Image-grounded pointing data:
____________________

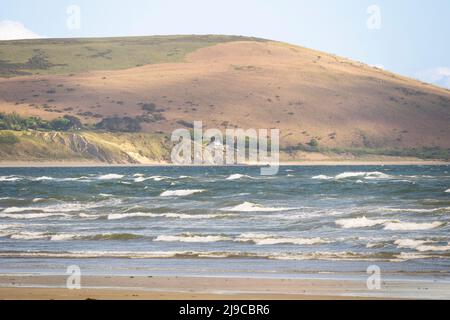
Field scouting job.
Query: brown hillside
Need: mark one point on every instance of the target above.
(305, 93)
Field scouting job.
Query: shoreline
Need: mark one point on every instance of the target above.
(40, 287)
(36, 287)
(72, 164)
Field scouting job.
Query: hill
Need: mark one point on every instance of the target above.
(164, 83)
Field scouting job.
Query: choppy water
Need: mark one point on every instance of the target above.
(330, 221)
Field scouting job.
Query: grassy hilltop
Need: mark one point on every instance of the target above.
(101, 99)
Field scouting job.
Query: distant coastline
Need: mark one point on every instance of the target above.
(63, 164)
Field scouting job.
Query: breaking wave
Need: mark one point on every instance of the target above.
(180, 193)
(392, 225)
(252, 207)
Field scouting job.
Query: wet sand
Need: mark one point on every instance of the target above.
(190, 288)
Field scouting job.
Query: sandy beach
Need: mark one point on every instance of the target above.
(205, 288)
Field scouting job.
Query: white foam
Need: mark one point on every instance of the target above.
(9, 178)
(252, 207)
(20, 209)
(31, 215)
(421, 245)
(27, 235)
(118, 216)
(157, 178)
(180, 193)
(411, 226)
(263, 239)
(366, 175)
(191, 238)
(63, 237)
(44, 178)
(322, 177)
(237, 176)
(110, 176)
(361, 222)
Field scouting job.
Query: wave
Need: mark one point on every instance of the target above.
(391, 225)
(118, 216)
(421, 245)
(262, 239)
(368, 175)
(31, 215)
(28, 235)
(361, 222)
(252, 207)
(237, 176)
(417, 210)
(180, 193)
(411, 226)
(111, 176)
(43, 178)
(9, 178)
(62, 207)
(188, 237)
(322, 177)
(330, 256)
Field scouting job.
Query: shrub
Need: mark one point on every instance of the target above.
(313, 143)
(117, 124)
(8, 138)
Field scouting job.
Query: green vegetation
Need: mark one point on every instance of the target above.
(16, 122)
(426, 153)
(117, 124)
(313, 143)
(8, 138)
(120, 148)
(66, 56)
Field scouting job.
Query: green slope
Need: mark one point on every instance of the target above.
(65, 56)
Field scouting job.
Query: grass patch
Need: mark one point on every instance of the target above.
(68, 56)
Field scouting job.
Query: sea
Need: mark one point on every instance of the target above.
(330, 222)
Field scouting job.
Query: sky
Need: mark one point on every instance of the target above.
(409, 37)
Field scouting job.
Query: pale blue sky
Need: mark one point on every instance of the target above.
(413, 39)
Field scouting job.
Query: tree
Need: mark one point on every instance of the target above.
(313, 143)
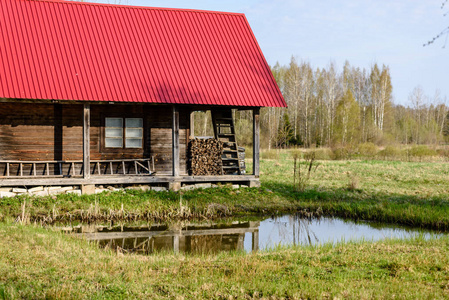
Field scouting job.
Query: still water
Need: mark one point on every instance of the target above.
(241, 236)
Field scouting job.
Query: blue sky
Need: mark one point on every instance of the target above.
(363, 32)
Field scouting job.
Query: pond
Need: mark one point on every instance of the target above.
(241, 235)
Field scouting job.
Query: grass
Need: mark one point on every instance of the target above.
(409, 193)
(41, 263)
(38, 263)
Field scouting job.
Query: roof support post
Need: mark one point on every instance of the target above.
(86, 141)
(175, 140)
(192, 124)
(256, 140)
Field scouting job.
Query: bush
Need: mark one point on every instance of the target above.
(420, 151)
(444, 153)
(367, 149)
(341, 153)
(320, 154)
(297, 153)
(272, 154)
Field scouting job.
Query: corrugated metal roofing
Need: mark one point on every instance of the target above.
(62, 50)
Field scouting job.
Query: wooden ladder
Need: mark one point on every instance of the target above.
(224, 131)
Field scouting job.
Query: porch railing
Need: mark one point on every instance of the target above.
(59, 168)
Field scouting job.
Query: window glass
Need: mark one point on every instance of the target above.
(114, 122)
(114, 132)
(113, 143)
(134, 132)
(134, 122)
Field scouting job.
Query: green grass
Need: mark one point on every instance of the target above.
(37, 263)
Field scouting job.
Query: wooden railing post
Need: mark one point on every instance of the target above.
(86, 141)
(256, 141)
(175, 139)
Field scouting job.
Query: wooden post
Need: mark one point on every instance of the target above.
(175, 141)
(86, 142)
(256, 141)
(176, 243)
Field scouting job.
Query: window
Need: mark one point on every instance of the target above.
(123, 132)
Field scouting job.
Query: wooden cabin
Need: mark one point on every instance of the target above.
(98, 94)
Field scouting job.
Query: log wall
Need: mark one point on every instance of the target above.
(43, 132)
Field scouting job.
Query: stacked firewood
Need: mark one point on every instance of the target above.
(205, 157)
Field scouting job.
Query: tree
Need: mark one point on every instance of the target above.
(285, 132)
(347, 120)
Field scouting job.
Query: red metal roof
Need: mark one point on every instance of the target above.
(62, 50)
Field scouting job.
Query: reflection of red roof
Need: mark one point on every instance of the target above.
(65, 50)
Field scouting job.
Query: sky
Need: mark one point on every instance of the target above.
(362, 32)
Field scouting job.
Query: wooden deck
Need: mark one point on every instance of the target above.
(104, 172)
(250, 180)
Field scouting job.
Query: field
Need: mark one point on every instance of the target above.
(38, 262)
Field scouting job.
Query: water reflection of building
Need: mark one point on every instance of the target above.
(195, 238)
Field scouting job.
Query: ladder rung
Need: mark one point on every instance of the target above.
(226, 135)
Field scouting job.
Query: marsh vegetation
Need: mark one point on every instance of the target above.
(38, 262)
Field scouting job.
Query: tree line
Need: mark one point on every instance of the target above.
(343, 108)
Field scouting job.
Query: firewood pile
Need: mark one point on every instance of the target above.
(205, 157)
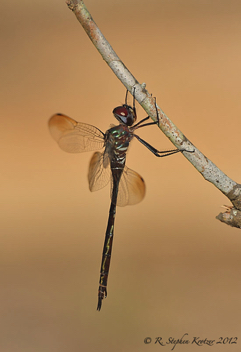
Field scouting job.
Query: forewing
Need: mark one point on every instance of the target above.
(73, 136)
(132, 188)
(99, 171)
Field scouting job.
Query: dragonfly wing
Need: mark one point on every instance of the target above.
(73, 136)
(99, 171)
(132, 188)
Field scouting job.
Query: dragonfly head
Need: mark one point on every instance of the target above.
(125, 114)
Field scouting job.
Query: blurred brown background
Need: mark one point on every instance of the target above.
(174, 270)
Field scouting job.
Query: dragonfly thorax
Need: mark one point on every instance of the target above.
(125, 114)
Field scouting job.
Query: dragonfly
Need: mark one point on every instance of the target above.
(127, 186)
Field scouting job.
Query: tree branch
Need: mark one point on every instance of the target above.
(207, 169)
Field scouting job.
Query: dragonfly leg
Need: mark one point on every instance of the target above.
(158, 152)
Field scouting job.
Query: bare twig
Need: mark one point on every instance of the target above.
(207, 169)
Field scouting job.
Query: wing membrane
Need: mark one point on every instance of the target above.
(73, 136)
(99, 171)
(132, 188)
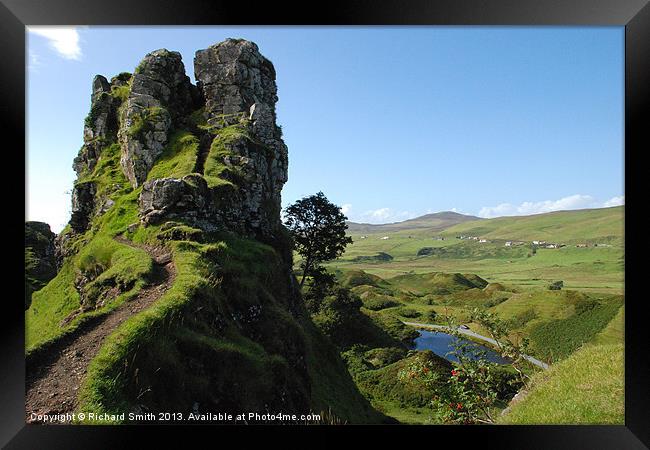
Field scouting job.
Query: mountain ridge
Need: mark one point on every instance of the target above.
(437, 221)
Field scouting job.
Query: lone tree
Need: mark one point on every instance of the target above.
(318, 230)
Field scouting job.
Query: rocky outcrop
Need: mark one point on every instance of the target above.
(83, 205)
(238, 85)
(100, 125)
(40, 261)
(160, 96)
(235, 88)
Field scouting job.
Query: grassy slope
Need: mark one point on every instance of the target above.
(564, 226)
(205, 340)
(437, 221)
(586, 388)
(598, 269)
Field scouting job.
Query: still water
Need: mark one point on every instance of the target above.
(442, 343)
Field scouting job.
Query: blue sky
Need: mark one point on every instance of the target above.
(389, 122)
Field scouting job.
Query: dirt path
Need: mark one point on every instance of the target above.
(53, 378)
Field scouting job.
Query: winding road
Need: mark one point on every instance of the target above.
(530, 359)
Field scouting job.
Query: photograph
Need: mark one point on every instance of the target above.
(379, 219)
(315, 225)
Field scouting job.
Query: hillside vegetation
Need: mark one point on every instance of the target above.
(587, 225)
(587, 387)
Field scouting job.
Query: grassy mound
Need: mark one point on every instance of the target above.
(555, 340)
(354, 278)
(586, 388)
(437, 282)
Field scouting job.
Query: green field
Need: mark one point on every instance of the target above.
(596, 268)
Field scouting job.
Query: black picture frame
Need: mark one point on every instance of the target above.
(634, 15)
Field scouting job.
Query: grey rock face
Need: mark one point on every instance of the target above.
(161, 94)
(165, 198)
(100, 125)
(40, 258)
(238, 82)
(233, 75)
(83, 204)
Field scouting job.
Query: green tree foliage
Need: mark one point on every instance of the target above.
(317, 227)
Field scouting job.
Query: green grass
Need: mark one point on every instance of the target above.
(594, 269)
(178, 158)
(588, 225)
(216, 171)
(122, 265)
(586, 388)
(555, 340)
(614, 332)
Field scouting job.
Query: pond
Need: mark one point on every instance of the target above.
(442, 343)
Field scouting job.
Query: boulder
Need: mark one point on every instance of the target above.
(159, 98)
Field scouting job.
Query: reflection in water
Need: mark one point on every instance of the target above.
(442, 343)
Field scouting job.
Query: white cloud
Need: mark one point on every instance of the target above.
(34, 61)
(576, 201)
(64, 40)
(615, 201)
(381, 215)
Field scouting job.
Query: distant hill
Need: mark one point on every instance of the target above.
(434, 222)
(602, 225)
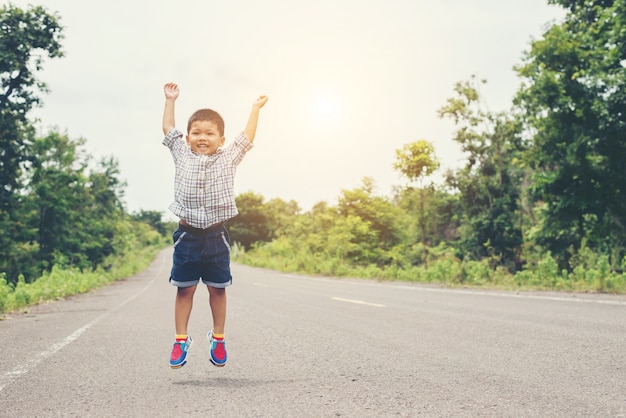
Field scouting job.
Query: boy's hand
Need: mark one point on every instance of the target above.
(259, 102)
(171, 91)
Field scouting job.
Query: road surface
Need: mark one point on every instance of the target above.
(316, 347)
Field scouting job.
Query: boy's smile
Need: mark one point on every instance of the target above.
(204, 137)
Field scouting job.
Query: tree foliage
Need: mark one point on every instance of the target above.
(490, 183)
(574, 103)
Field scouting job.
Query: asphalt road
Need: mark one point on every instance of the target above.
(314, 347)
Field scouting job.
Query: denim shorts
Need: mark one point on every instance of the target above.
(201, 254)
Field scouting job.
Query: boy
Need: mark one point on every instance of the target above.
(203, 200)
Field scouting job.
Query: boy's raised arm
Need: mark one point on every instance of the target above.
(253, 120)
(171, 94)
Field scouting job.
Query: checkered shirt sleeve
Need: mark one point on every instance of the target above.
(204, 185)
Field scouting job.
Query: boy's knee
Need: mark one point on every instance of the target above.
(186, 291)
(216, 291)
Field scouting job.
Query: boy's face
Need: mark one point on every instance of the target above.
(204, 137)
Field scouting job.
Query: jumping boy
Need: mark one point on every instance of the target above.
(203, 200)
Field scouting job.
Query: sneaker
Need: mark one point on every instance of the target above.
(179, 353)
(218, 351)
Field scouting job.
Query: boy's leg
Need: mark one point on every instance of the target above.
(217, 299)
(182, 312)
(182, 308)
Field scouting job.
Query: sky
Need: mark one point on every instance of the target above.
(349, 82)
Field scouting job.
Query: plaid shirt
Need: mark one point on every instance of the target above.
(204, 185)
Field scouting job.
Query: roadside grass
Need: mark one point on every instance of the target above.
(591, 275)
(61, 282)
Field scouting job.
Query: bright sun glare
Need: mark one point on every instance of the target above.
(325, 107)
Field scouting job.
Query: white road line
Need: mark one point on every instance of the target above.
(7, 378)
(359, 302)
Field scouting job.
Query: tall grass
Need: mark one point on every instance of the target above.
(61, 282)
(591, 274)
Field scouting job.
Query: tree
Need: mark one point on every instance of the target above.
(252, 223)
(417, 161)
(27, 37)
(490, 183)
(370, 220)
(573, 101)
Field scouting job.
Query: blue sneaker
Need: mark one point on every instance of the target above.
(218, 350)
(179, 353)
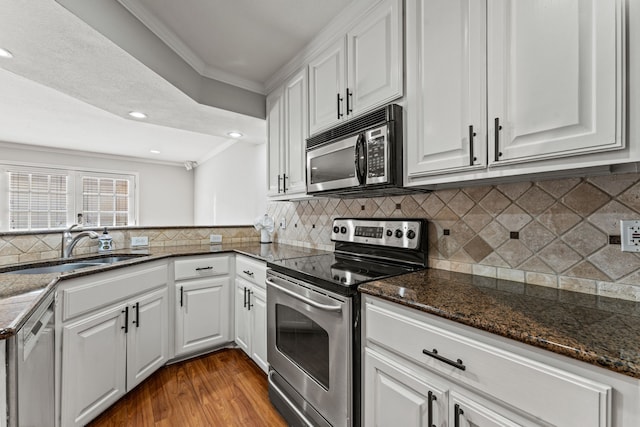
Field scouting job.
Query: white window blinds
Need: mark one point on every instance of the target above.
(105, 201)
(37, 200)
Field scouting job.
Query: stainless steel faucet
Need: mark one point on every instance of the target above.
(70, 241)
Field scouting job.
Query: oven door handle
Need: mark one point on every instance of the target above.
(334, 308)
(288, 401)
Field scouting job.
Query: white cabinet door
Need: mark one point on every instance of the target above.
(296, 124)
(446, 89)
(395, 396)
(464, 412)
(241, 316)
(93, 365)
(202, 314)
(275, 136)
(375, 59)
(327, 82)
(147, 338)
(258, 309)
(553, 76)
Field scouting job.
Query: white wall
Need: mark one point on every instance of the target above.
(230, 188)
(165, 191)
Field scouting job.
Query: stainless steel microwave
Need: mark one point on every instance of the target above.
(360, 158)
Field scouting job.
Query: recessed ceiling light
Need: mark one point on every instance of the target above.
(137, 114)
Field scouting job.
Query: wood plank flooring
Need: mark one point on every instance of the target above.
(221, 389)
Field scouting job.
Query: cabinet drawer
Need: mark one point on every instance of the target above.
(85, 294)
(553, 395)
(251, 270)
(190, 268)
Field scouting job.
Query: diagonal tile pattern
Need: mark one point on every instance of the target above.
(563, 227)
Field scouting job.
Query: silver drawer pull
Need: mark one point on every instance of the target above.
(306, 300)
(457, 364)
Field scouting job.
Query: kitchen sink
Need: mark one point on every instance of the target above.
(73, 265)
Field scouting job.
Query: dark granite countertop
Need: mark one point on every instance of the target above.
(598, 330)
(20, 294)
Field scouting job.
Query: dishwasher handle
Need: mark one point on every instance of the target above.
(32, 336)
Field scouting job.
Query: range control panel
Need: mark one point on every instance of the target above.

____________________

Task item: Each line above with the word "door" must be returned.

Problem solution:
Query: oven door handle
Query: white cabinet door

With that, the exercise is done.